**** TEXTE FOURNI ****
Les 2h23 de cette 2nde confrontation entre un orchestre philharmonique et nos Four Horsemen filent à toute allure. Allez, on se retrouve en 2039 pour la passe de trois ?
Quand on y repense, « S&M » (abréviation de Symphony & Metallica), la première confrontation entre un orchestre philharmonique et nos Four Horsemen remonte déjà à 1999. Depuis lors, que d’aventures pour le gang américain. Départ de Jason Newsted, son remplacement par Roberto Trujillo, le documentaire thérapeutique « Some Kind of Monster », trois albums studios, des tournées gigantesques à travers le globe (inclus l’antarctique), l’intronisation au Rock and Roll Hall of Fame, le Big Four (avec Slayer, Megadeth et Anthrax), l’étrange « Lulu » avec Lou Reed, les shows pour les 30 ans, un film 3D IMAX, … leur fondation caritative « All Within My Hands ». Comme quoi, finalement, en deux décennies il s’en passe des choses.
Pour cette seconde fournée symphonico-métallique baptisée « S&M² », on reprend à peu près les mêmes et on recommence. Les quatre-vingt instrumentistes du San Francisco Symphony sont bien là. Par contre, Exit le Berkeley Community Theatre et Enter le Chase Center de San Francisco (la nouvelle salle de l’équipe NBA de basket des Golden State Warriors). L’orchestre joue donc « à domicile » cette fois. Michael Kamen, compositeur de musiques de films (Highlander, L'Arme fatale, Robin des Bois : Prince des voleurs, X-Men) et surtout instigateur du projet initial nous ayant malheureusement quittés en 2003, c’est aujourd’hui Edwin Outwater qui officie derrière le pupitre de chef.
Plusieurs morceaux (onze sur les vingt-deux) joués lors de ces deux soirs sold-out de septembre 2019 (les 6 et 8 exactement) avaient déjà été proposés la fois précédente (l’épique instrumentale 'The Call of Ktulu', 'The Memory Remains' et ses La da da da … da da da entêtants, les beignes 'One', 'For Whom the Bell Tolls', 'Master of Puppets', la ballade 'Nothing Else Matters', l’hymne 'Enter Sandman' … ou bien encore 'No Leaf Clover' qui avait été écrit à l’époque spécialement pour l’occasion). Beaucoup d’incontournables en somme. Même si on aurait plus apprécié une set list avec un peu moins de redites au profit de quelques nouveautés (un 'Orion' ou un 'Creeping Death' par exemple), ne boudons pas notre plaisir. Les plus mélomanes décèleront probablement les écarts subtils et les arrangements différents apportés par rapport à la première expérience.
**** DONNÉES FOURNIES ****
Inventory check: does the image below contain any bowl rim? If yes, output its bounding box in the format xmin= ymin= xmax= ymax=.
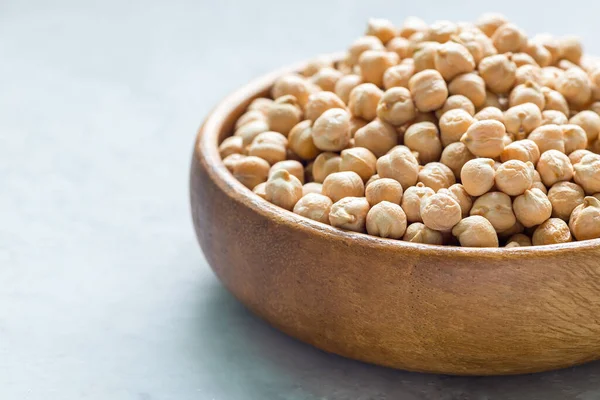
xmin=192 ymin=53 xmax=600 ymax=260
****
▶ ÉNONCÉ 1
Selon la chronique sur « S&M² », pourquoi l'orchestre joue-t-il « à domicile » cette fois ? Répondez en une à trois phrases.
▶ ÉNONCÉ 2
Recopiez s'il vous plaît le passage de la chronique sur « S&M² » allant de « Plusieurs morceaux (onze » jusqu'à « la première expérience. » inclus.

▶ CORRIGÉ 1
Les concerts ne se tiennent plus au Berkeley Community Theatre mais au Chase Center de San Francisco, et l'orchestre est le San Francisco Symphony. Il joue donc dans sa propre ville.

▶ CORRIGÉ 2
Plusieurs morceaux (onze sur les vingt-deux) joués lors de ces deux soirs sold-out de septembre 2019 (les 6 et 8 exactement) avaient déjà été proposés la fois précédente (l’épique instrumentale 'The Call of Ktulu', 'The Memory Remains' et ses La da da da … da da da entêtants, les beignes 'One', 'For Whom the Bell Tolls', 'Master of Puppets', la ballade 'Nothing Else Matters', l’hymne 'Enter Sandman' … ou bien encore 'No Leaf Clover' qui avait été écrit à l’époque spécialement pour l’occasion). Beaucoup d’incontournables en somme. Même si on aurait plus apprécié une set list avec un peu moins de redites au profit de quelques nouveautés (un 'Orion' ou un 'Creeping Death' par exemple), ne boudons pas notre plaisir. Les plus mélomanes décèleront probablement les écarts subtils et les arrangements différents apportés par rapport à la première expérience.